- Exercise description
Write out exactly, with no other output, the lines below from the one that contains "of the scattered" through the end.

- Extracted material
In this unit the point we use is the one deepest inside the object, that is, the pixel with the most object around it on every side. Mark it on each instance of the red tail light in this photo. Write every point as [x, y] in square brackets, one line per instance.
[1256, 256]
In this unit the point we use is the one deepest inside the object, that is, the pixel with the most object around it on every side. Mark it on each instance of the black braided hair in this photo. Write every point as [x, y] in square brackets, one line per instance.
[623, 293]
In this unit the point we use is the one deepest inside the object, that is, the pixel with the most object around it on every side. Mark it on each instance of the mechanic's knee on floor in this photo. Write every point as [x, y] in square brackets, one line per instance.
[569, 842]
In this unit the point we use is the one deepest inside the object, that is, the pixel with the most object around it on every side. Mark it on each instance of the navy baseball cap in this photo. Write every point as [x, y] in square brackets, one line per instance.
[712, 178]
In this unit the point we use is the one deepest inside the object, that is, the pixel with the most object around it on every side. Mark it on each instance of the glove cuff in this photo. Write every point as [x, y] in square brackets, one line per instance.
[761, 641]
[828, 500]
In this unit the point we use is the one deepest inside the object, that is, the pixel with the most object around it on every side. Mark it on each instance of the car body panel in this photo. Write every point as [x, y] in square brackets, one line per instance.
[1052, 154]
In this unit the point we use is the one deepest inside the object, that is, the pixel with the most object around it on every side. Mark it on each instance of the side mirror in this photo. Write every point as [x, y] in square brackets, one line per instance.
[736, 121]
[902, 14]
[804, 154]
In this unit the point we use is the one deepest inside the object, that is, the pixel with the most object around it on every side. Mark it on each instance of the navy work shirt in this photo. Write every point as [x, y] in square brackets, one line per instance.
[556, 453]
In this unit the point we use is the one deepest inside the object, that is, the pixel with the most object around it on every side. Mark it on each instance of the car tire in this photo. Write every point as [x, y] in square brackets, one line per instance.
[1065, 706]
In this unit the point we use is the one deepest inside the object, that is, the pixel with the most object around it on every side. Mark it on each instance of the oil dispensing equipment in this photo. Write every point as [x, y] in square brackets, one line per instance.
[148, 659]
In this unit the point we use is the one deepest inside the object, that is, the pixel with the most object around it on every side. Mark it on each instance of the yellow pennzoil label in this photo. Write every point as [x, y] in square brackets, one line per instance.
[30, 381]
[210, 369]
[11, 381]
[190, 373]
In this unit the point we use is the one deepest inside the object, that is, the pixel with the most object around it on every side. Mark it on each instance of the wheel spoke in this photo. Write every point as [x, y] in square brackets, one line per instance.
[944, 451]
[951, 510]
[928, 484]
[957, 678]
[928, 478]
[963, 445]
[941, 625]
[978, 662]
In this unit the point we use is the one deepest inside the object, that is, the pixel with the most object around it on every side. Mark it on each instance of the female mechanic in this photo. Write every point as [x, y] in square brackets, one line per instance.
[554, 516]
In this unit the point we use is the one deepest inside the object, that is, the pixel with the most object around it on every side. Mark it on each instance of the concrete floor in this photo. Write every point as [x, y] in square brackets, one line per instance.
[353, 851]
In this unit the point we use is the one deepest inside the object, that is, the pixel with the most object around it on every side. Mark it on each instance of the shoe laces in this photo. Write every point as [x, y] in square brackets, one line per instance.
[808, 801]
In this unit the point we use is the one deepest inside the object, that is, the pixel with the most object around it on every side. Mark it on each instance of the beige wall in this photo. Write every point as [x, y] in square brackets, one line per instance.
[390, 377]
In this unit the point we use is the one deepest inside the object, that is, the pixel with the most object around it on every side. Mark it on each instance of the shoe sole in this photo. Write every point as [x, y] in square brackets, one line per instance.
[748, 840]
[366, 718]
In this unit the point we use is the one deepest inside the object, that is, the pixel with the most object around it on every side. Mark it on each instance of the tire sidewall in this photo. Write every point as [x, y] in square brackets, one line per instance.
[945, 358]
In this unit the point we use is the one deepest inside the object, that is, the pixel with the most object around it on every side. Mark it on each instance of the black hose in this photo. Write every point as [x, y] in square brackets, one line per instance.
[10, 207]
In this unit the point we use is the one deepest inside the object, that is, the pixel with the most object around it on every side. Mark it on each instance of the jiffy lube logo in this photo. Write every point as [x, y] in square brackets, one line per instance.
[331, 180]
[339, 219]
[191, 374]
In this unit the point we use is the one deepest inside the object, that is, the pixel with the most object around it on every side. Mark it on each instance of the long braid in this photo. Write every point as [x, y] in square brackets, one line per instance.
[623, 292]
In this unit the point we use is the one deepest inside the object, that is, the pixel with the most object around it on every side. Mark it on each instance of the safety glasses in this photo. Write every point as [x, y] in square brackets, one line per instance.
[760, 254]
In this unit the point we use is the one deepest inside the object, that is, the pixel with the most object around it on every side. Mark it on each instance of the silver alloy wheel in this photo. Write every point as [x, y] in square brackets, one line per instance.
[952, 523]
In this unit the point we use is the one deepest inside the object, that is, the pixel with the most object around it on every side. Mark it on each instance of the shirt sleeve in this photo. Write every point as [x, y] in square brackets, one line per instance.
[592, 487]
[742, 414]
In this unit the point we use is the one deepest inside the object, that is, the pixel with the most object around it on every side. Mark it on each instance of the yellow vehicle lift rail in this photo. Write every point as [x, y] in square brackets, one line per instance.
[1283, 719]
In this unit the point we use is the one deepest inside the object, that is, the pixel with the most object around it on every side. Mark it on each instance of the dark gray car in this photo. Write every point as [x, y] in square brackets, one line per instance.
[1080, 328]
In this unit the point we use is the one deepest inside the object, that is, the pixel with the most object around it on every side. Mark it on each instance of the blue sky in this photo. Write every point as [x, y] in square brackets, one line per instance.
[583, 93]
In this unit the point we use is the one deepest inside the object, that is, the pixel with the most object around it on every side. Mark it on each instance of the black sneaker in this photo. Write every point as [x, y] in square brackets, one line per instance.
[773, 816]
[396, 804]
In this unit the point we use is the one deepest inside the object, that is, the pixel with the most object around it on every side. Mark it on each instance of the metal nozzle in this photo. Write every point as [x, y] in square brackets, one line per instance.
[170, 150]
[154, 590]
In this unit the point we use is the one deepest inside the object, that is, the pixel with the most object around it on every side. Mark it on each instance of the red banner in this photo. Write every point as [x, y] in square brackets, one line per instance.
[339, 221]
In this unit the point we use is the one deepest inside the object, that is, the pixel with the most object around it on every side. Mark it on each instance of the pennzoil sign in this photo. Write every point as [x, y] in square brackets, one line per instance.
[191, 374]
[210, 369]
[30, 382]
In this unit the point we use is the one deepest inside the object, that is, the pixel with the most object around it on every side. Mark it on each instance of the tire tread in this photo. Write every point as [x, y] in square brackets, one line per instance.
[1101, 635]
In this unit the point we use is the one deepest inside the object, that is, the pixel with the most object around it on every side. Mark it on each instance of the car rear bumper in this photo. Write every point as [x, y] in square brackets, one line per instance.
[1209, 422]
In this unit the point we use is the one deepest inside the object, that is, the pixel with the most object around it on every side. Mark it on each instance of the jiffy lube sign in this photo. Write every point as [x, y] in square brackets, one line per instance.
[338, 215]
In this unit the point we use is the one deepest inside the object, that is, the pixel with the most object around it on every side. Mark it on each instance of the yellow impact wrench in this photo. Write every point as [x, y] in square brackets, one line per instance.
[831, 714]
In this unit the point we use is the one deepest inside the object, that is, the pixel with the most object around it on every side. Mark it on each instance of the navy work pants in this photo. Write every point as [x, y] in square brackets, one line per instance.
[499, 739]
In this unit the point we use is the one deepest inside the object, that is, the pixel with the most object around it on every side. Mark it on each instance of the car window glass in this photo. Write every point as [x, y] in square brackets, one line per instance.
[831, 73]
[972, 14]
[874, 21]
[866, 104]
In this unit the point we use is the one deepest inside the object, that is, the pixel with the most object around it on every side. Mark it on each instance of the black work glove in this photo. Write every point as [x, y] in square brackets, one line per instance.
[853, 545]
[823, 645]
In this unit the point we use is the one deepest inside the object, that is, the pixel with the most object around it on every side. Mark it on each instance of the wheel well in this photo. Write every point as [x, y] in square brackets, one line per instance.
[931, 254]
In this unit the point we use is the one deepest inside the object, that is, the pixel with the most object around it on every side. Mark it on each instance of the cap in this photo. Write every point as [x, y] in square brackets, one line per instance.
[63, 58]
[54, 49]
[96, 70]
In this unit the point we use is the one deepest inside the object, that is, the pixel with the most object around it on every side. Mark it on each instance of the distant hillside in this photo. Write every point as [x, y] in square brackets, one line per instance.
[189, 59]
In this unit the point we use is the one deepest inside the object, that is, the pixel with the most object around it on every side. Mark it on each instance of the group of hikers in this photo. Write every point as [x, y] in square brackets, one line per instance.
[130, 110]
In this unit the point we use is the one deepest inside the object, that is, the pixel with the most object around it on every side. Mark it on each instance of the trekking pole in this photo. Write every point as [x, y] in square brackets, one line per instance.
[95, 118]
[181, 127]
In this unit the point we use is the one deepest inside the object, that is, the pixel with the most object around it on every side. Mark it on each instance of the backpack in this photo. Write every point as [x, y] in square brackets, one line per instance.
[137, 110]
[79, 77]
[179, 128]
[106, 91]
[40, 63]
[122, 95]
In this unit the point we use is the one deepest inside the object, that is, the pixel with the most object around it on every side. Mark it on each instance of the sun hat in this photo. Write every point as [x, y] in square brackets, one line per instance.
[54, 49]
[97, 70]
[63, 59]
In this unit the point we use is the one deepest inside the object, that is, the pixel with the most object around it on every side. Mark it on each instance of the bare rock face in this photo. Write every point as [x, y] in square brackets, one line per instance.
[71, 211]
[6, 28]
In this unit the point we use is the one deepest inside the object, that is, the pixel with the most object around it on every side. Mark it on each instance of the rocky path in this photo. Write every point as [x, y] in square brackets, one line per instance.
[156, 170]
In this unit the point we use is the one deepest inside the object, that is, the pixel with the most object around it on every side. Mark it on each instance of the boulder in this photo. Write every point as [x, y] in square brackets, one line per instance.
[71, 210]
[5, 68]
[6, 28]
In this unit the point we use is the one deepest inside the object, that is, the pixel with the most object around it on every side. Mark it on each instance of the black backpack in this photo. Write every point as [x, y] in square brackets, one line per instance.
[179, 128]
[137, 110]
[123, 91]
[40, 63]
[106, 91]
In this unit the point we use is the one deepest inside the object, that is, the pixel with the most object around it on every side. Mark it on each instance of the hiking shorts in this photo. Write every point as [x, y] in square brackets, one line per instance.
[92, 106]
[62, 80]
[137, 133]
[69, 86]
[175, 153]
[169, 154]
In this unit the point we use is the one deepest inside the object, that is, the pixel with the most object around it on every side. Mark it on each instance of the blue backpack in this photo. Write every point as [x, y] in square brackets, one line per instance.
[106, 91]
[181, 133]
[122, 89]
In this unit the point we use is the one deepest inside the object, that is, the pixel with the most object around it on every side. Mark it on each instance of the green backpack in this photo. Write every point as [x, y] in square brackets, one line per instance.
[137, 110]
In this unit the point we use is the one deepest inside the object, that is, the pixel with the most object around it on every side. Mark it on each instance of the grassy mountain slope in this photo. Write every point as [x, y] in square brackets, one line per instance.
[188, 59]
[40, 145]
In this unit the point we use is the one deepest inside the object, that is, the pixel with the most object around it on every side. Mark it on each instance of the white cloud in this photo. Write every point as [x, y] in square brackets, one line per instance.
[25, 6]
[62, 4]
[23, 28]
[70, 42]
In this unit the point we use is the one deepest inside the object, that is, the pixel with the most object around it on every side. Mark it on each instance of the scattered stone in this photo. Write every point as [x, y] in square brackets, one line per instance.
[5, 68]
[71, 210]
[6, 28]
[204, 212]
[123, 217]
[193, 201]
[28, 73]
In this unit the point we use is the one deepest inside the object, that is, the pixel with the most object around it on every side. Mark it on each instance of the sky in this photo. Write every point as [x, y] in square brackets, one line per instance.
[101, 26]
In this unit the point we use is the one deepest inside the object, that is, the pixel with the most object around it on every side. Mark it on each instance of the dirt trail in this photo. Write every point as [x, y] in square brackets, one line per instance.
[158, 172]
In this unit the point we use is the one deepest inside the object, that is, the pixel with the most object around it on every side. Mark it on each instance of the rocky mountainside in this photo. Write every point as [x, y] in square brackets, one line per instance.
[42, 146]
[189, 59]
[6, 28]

- Solution for this exercise
In this unit the point we use is the one deepest inside the object, that is, the pixel with the most object around it on every side. Mark it on each instance of the scattered stone in this photo. Write every point as [x, y] in square brackets, one line per instance.
[5, 68]
[71, 210]
[6, 28]
[204, 212]
[123, 217]
[193, 201]
[28, 73]
In this unit the point we use is the one deepest inside the object, that is, the pixel with the most object around it on every side. Mark it on each instance of the sky in this photo. Write every point as [x, y] in square brackets, one line per instance.
[101, 26]
In this unit the point we use is the one deepest inside the object, that is, the pixel with the most object around it on every side. Mark it on each instance of the dirt trail in this photo. Write every point as [x, y] in square brackets, one line per instance.
[158, 172]
In this unit the point we use is the one deepest inside the object, that is, the pixel with the most object around it on every side. Mark it on each instance of the rocky mountainside in this photo. Write every point as [x, y] in square brackets, one line per instance.
[42, 146]
[189, 59]
[6, 28]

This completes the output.